§ **ENUNCIADO**
Transcreva, sem nenhuma alteração, apenas as linhas abaixo que vão da que contém "Habitat-census task: mark the metal" até a que contém "point(109, 435)", incluindo as duas.

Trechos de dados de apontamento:
________________
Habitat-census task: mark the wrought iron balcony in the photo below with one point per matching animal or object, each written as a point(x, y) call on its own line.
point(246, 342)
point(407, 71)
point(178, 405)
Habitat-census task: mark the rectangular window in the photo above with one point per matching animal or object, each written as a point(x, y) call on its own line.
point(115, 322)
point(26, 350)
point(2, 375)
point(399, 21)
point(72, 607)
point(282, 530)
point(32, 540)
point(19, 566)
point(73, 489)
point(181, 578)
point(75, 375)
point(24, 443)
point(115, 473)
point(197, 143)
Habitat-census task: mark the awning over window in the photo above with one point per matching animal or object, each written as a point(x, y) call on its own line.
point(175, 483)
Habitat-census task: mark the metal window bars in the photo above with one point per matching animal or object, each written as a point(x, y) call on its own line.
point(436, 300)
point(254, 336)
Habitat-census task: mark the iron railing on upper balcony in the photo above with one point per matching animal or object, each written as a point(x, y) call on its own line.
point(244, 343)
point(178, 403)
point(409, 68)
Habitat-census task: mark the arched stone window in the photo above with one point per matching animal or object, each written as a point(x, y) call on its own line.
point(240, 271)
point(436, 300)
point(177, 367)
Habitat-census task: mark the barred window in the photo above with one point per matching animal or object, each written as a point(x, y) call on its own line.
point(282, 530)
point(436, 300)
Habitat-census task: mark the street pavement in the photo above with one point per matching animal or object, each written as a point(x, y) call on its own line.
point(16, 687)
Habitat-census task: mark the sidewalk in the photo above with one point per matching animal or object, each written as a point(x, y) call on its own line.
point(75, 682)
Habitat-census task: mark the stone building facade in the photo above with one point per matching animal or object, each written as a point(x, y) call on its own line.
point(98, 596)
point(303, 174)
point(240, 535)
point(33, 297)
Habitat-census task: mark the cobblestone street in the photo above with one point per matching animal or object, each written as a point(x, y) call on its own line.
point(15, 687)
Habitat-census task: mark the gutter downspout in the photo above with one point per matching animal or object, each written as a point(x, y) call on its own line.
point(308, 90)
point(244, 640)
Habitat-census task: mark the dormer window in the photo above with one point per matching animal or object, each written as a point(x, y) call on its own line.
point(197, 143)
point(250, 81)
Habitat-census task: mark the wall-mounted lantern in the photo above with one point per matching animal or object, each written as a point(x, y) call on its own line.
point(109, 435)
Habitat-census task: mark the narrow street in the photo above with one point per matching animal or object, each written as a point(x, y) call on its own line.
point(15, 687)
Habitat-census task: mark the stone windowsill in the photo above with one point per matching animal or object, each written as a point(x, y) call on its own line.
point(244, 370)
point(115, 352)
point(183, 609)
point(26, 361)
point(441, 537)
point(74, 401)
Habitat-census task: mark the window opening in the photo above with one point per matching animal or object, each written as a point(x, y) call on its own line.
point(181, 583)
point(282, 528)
________________
§ **RESPOSTA**
Habitat-census task: mark the metal window bars in the photo above with one point per matching animal or object, each written as a point(x, y) call on its own line.
point(436, 300)
point(254, 336)
Habitat-census task: mark the iron railing on upper balcony in the photo above with one point per matching animal or object, each written as a point(x, y) call on its own line.
point(244, 343)
point(178, 403)
point(409, 68)
Habitat-census task: mark the arched stone window in the photo above with one point per matching animal or object, each written as a point(x, y) call on its own line.
point(240, 271)
point(436, 300)
point(177, 367)
Habitat-census task: mark the barred window in the photo above with one point per matching animal or object, each written as a point(x, y) call on its own line.
point(282, 530)
point(436, 300)
Habitat-census task: mark the street pavement in the photo above with one point per matching animal or object, each written as a point(x, y) call on its own line.
point(16, 687)
Habitat-census task: mark the sidewalk in the photo above with one point per matching animal or object, each written as a point(x, y) call on its own line.
point(75, 682)
Habitat-census task: mark the stone building facade in the photo above with one point per matching animal or object, each written as a point(x, y) call on its own line.
point(98, 596)
point(303, 174)
point(240, 535)
point(33, 297)
Habitat-census task: mark the cobblestone street in the photo above with one point per matching animal or object, each written as a point(x, y) call on its own line.
point(15, 687)
Habitat-census task: mark the gutter downspout in the photo above with one point per matching animal or object, each written as a point(x, y) call on its own line.
point(308, 90)
point(244, 640)
Habitat-census task: mark the dormer window in the photo above with one point per matching animal or object, each written as a point(x, y) call on its own line.
point(197, 143)
point(250, 81)
Habitat-census task: mark the wall-mounted lantern in the photo above with one point per matching animal or object, each written as a point(x, y) call on its own line.
point(109, 435)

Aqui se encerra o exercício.